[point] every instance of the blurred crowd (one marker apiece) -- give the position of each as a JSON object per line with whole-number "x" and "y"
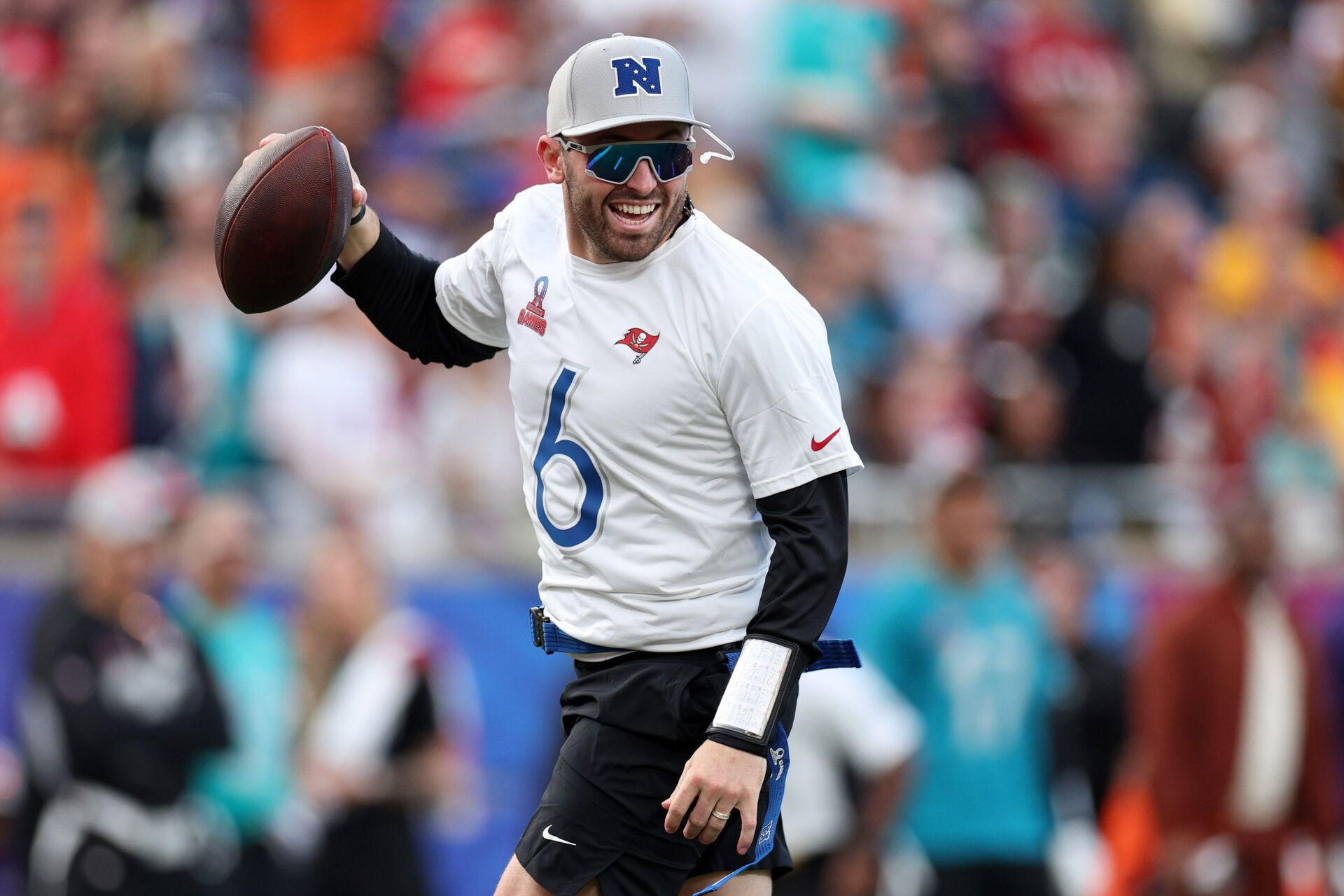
{"x": 993, "y": 745}
{"x": 181, "y": 736}
{"x": 1057, "y": 234}
{"x": 1041, "y": 232}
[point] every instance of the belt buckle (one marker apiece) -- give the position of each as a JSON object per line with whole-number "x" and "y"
{"x": 538, "y": 633}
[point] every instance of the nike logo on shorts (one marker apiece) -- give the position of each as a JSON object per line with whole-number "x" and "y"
{"x": 547, "y": 834}
{"x": 818, "y": 447}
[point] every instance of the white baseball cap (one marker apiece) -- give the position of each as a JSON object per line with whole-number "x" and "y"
{"x": 616, "y": 81}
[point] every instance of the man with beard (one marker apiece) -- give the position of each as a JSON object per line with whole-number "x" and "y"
{"x": 686, "y": 464}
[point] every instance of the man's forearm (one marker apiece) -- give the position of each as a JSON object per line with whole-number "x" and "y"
{"x": 394, "y": 286}
{"x": 809, "y": 526}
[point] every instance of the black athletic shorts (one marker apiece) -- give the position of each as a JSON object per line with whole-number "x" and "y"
{"x": 629, "y": 727}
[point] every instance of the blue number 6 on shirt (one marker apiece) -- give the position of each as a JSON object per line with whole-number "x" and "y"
{"x": 553, "y": 447}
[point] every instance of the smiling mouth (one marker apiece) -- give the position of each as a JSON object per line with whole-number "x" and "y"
{"x": 634, "y": 216}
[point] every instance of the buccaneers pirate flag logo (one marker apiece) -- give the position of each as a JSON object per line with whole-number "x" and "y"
{"x": 638, "y": 342}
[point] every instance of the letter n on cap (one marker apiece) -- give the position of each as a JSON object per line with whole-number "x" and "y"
{"x": 632, "y": 77}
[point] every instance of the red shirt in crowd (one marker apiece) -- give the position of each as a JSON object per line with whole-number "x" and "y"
{"x": 65, "y": 378}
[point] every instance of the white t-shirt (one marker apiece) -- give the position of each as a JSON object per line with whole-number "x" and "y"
{"x": 654, "y": 400}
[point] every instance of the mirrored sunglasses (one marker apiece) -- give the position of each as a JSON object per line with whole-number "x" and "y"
{"x": 615, "y": 163}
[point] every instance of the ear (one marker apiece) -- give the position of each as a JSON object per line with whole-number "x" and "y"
{"x": 552, "y": 153}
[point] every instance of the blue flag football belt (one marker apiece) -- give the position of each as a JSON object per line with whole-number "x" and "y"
{"x": 835, "y": 654}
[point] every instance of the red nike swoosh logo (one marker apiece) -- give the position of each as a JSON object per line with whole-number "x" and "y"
{"x": 818, "y": 447}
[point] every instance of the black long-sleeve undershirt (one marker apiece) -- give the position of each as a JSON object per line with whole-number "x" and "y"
{"x": 394, "y": 286}
{"x": 811, "y": 530}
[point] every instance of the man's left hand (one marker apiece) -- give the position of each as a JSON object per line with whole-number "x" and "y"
{"x": 717, "y": 778}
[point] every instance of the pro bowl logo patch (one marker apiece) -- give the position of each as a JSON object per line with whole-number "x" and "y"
{"x": 534, "y": 314}
{"x": 640, "y": 343}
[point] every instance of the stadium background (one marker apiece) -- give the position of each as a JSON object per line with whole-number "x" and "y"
{"x": 1093, "y": 246}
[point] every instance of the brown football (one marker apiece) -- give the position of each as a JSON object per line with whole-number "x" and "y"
{"x": 283, "y": 220}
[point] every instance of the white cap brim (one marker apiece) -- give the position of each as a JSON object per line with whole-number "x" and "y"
{"x": 592, "y": 128}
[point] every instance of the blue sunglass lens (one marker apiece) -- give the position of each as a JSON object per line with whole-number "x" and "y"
{"x": 616, "y": 163}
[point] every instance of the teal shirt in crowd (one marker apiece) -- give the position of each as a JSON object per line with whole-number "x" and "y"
{"x": 835, "y": 54}
{"x": 248, "y": 650}
{"x": 974, "y": 660}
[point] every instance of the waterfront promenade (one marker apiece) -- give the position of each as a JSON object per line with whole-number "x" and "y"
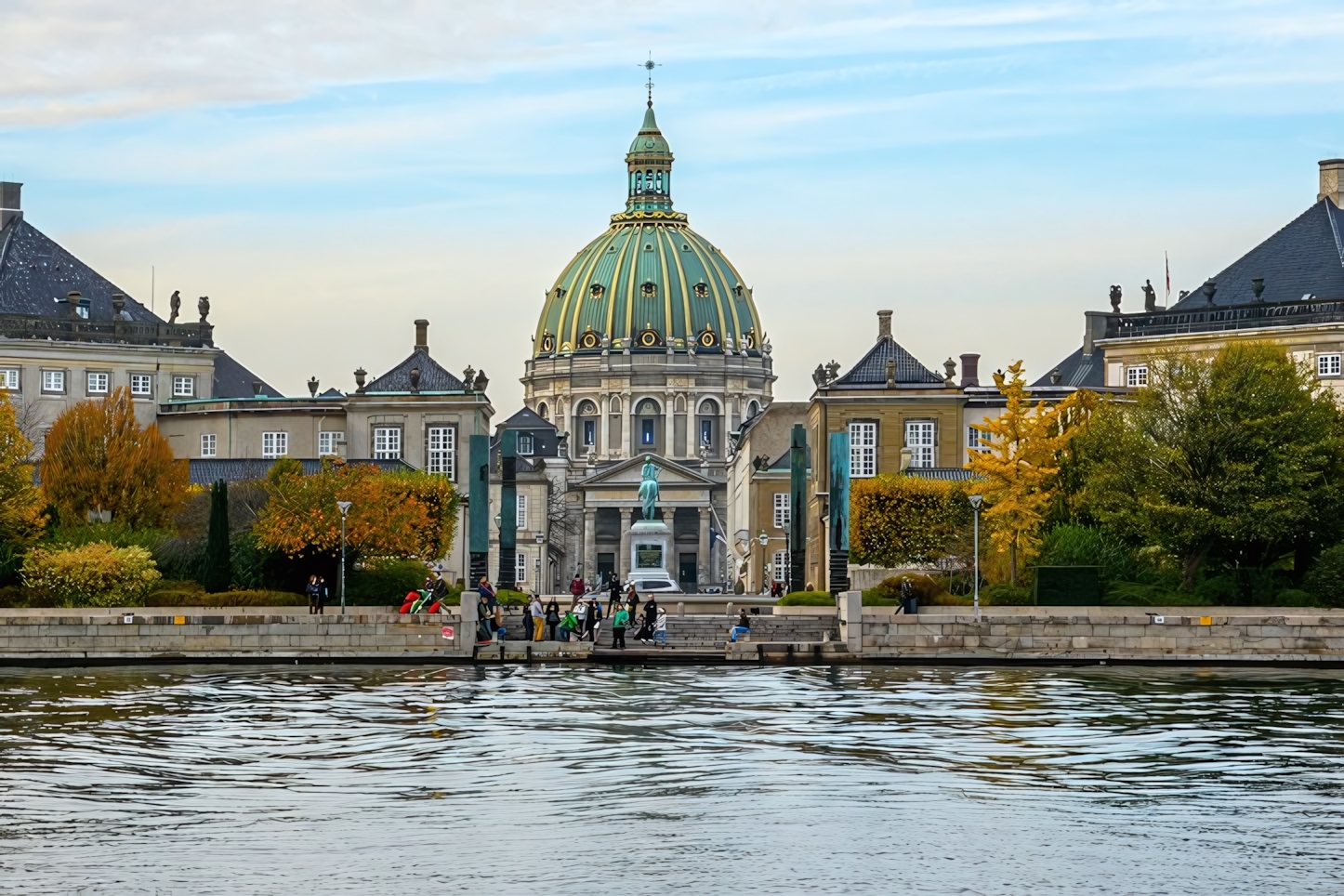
{"x": 1251, "y": 636}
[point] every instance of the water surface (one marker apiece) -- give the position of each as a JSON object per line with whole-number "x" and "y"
{"x": 566, "y": 779}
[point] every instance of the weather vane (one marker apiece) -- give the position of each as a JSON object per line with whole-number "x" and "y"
{"x": 651, "y": 66}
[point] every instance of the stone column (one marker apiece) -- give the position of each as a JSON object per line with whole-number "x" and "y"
{"x": 589, "y": 543}
{"x": 702, "y": 551}
{"x": 623, "y": 563}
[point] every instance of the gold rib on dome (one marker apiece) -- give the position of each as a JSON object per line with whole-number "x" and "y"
{"x": 679, "y": 258}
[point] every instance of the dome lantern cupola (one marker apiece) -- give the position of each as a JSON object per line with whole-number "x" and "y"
{"x": 650, "y": 163}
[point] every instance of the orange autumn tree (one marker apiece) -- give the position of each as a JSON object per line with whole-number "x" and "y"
{"x": 1021, "y": 464}
{"x": 392, "y": 513}
{"x": 21, "y": 519}
{"x": 99, "y": 457}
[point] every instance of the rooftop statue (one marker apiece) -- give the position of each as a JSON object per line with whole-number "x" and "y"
{"x": 650, "y": 486}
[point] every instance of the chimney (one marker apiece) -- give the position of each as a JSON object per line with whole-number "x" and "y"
{"x": 9, "y": 205}
{"x": 883, "y": 325}
{"x": 1331, "y": 178}
{"x": 969, "y": 370}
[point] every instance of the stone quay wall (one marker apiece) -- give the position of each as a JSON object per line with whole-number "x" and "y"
{"x": 187, "y": 634}
{"x": 1087, "y": 634}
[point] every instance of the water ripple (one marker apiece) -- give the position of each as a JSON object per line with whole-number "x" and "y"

Task objective
Please repeat the entries exactly. Do not include the pictures.

Output of the task
[point] every instance of the blurred crowd (one marker apiece) -- give the position of each as a JSON object per line with whole-number "x" and "y"
{"x": 993, "y": 745}
{"x": 181, "y": 736}
{"x": 1057, "y": 234}
{"x": 1041, "y": 232}
[point] every instance of the belt buckle (one marker apiece) -- give the position of each as a JSON object per line with whole-number "x" and "y"
{"x": 538, "y": 633}
[point] every instance of the nike logo on shorts (one marker apiece) -- give the position of each as a JSON object per line with whole-number "x" and "y"
{"x": 547, "y": 834}
{"x": 818, "y": 447}
[point] every instance of the white baseball cap (one marker apiece) -- give the position of each as a JSON object per line with whole-number "x" and "y"
{"x": 616, "y": 81}
[point] every instance of the man with beard (one marker apiece) -- give the position of each as a JSON object per line with whole-number "x" and "y"
{"x": 686, "y": 464}
[point] every instance of the man's forearm (one marker apiece) -- give the position of each as a JSON object per line with whole-number "x" and "y"
{"x": 394, "y": 286}
{"x": 809, "y": 526}
[point] every instance of the black athletic shorts (one marker apiece) -- give the position of each as a JSON object per line with whole-number "x" and "y"
{"x": 629, "y": 727}
[point] every instance of the blue number 6 on shirt (one marker apiece) -- give the position of each as a JSON object per line with whole-number "x" and "y"
{"x": 553, "y": 447}
[point] every instance of the smiling mouth (one marker apiece) -- give the position of each as a JSON object per line with whole-number "x" and "y"
{"x": 634, "y": 216}
[point] every instance of the buccaneers pirate flag logo (one marker apiece) -- give the position of each as a JSON object per line with whole-number "x" and "y"
{"x": 638, "y": 342}
[point] every instance of the letter n on cap (one marker apiece) -- give the position of each as a JSON object per line with whole-number "x" and "y"
{"x": 632, "y": 77}
[point] every instance of the red shirt in crowd (one marker apiece) -- give the position of each as a JSON object per line with whole-number "x" and "y"
{"x": 65, "y": 378}
[point] every instance of the white t-shirt (one marker apiece) -- give the position of each as a JSON object per line with whole-number "x" and "y"
{"x": 654, "y": 400}
[point] every instance of the mirrored sunglasses (one marker apiece) -- give the position of each as a JSON object per line with whole-number "x" and "y"
{"x": 615, "y": 163}
[point] every instance of the ear (one marker apiece) -- give the position of each as a JSON object per line with whole-number "x" and "y"
{"x": 552, "y": 153}
[point] every instance of the blue flag football belt (one marker apiece) -- give the position of each as a JSON object per line with whole-number "x" and "y"
{"x": 835, "y": 654}
[point] every instance of the red nike swoosh logo (one marker apiece) -- give the position of each as a JSON object per line with whole-number "x" and "y"
{"x": 818, "y": 447}
[point] every instance of the black long-sleeve undershirt (one marker apiece) -- give the position of each as a JSON object per line with whole-number "x" and "y"
{"x": 394, "y": 286}
{"x": 811, "y": 530}
[point] every instance of the man's left hand (one marker apiece) -- give the position of each as a JSON object per line with whole-number "x" and "y"
{"x": 717, "y": 778}
[point] every instance of the pro bowl logo patch (one marker apiece) -- give the position of each as a JSON object per line with whole-number "x" and "y"
{"x": 534, "y": 314}
{"x": 640, "y": 343}
[point] every instance of the stadium background (one marker apiece) -- give the position of each as a JSON object per line with whole-number "x" and "y"
{"x": 1093, "y": 246}
[point] every instance of the brown football (one marker apiece) -- give the position of each as a JSON object per line with whole-number "x" and "y"
{"x": 283, "y": 220}
[point] every instance of the white cap brim (one marker apiece) -- give the position of each as a JSON object per line with whole-number "x" and "y"
{"x": 592, "y": 128}
[point] every instance of the blue sunglass lens (one marker apiece) -- give the position of each as a JSON object per line with whole-number "x" and "y"
{"x": 616, "y": 163}
[point] every instance of the teal shirt in crowd (one marker apiece) -- give the position of each as a JSON object per line with whole-number "x" and "y"
{"x": 835, "y": 54}
{"x": 248, "y": 650}
{"x": 974, "y": 660}
[point] every instance of the waterfront promenade (one marker apiece) -- give the position of each as a JSON object per line with whole-number "x" and "y"
{"x": 1251, "y": 636}
[point] every instance of the water surface (one marker apiece) -- give the position of each as a JSON object per line with whole-number "x" and "y"
{"x": 566, "y": 779}
[point] every instance of the weather vane (one marker apiece) -- give the position of each as a JSON object per line with whole-number "x" and "y"
{"x": 651, "y": 66}
[point] every instance of the stone column (one marker apiece) -- give the position of each as a JSON object per line with whole-number "x" and "y"
{"x": 589, "y": 543}
{"x": 702, "y": 551}
{"x": 623, "y": 563}
[point] every instance of the gold rib on dome (one marker apiece) -- give the position of each as a JSON object per line with whole-number "x" and "y"
{"x": 679, "y": 258}
[point] every instance of the dome lantern cupola (one marker apiece) -- give the position of each as a JSON object per line with whole-number "x" and "y"
{"x": 650, "y": 163}
[point] every instance of the orange autumn tree (one marker apiece) -- give the position of each as a JSON object per line with whole-number "x" and "y"
{"x": 1021, "y": 464}
{"x": 392, "y": 513}
{"x": 21, "y": 519}
{"x": 99, "y": 457}
[point] every instance of the rooftop statue (one marker apiece) -- give the position of each as a JSON object per line with whole-number "x" and "y"
{"x": 650, "y": 486}
[point] every instance of the chimney (one marker apiece) -- give the position of each as a JSON object per line with whole-number "x" and "y"
{"x": 9, "y": 205}
{"x": 883, "y": 325}
{"x": 1331, "y": 178}
{"x": 969, "y": 370}
[point] every instance of the stone quay wall (one marker apiece) -- give the position of each as a JSON object per line with whole-number "x" and "y"
{"x": 187, "y": 634}
{"x": 1087, "y": 634}
[point] every instance of the water ripple (one marker apiece) -- give the position of each as a JSON object per line with whole-number "x" and "y"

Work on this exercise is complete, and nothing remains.